→ Directive 1:
Report each line of the listing below that contains the word "wind", reproducing every such line in full.

***

On Dec 10,  9:36pm, Peter Stephenson wrote:
} Subject: Re: uppercase inheritance
}
} The problem is that the version in the environment isn't uppercased;
} actually, I'm not completely convinced that this is wrong, since the
} typeset specifiers are quiet specifically for output formatting

When are they noisy?  (Sorry.)

} not for transformations on the variable itself.

I've always wondered about that.  What's the point?  There's no way to
refer to the value except to "output" it.  Doing a split or substitute
only on lower-case letters and then outputting the result in upper case
seems like a rather obscure usage (not to mention potentially confusing)
and one that could equally well be accomplished by using a modifier.

It makes more sense for justification, so maybe the point is to have it
work consistently.  However, look at this (3.1.6-pws-11 *before* 8997):

zagzig% typeset -u up
zagzig% up=case
zagzig% typeset +u
up
zagzig% echo $up
CASE
zagzig% typeset +u up
zagzig% typeset +u
zagzig% echo $up
CASE
zagzig%

Note that, although the upcased property has been removed from "up", its
value is now *stored* all upper case.  This does NOT happen with justify:

g% typeset -R 10 just
zagzig% just=right
zagzig% typeset +R
just
zagzig% echo "$just"
     right
zagzig% typeset +R just
zagzig% typeset +R
zagzig% echo "$just"
right

This makes me believe that case conversion was intended to *appear* as
though it happened on assignment, not just on output, but that Paul was
too lazy to actually implement it that way.

It gets stranger:

zagzig% typeset -l down=CASE
zagzig% export down
zagzig% printenv down
CASE
zagzig% echo $down
case
zagzig% typeset +l down
zagzig% echo $down
case
zagzig% printenv down
CASE

Now watch what happens if we play with "typeset +x":

zagzig% unset up down
zagzig% typeset -u up
zagzig% export up
zagzig% up=case
zagzig% printenv up
case
zagzig% echo $up
CASE
zagzig% typeset +x up
zagzig% export up
zagzig% printenv up
CASE

Note that un-exporting and then re-exporting causes the converted value
to go into the environment.  (Again, this does not happen with justify.)

***

→ Directive 2:
Return, word for word, the portion of the message on uppercase inheritance above, from "When are they" up to and including "using a modifier.".

***

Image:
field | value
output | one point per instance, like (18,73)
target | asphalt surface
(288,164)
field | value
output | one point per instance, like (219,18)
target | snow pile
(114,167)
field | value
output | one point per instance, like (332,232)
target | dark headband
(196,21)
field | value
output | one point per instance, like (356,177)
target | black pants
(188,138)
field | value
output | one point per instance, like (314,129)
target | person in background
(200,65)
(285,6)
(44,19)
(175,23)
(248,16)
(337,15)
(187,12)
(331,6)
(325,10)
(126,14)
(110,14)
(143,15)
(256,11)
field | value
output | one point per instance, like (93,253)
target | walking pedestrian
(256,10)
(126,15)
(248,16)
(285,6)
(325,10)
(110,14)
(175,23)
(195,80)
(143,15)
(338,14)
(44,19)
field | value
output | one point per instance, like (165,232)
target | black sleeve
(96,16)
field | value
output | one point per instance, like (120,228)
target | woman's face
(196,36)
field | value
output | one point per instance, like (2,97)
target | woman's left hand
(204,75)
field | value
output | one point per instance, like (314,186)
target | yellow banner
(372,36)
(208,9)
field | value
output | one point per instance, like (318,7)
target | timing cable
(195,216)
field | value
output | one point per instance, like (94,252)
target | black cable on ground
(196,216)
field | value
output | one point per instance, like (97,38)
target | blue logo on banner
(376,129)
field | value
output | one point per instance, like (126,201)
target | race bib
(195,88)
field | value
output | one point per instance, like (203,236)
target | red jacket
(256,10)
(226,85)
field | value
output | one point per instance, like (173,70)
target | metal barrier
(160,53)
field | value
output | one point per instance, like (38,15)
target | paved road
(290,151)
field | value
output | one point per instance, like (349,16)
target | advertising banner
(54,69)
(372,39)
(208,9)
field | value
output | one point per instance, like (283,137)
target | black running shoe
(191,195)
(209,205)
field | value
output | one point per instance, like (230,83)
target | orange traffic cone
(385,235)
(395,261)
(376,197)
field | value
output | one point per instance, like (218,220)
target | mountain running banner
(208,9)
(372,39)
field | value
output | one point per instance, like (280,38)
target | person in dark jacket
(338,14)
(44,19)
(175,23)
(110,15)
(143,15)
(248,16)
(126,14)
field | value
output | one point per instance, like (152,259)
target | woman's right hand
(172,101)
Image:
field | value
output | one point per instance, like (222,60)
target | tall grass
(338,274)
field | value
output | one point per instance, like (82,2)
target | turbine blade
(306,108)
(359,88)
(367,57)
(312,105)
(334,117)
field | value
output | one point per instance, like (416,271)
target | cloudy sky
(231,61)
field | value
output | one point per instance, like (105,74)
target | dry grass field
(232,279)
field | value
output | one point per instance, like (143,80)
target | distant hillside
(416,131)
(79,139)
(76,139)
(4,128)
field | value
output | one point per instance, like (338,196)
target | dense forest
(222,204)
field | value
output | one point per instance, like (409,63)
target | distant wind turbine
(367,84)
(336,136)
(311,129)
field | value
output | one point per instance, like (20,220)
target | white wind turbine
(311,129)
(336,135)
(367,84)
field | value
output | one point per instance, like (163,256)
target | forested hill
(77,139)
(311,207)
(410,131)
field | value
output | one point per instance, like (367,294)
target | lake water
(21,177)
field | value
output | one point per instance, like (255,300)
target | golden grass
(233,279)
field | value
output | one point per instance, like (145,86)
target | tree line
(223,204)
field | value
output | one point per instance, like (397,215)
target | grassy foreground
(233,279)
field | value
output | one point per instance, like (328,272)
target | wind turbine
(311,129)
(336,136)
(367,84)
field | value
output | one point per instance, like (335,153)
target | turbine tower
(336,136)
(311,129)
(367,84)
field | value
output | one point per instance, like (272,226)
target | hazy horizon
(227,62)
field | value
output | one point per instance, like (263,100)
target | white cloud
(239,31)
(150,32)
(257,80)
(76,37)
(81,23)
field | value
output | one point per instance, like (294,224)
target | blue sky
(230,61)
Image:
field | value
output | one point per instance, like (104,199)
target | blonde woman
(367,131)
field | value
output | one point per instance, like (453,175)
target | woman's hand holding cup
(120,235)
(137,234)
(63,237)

***

→ Task solution 1:
target | distant wind turbine
target | white wind turbine
target | wind turbine

→ Task solution 2:
When are they noisy?  (Sorry.)

} not for transformations on the variable itself.

I've always wondered about that.  What's the point?  There's no way to
refer to the value except to "output" it.  Doing a split or substitute
only on lower-case letters and then outputting the result in upper case
seems like a rather obscure usage (not to mention potentially confusing)
and one that could equally well be accomplished by using a modifier.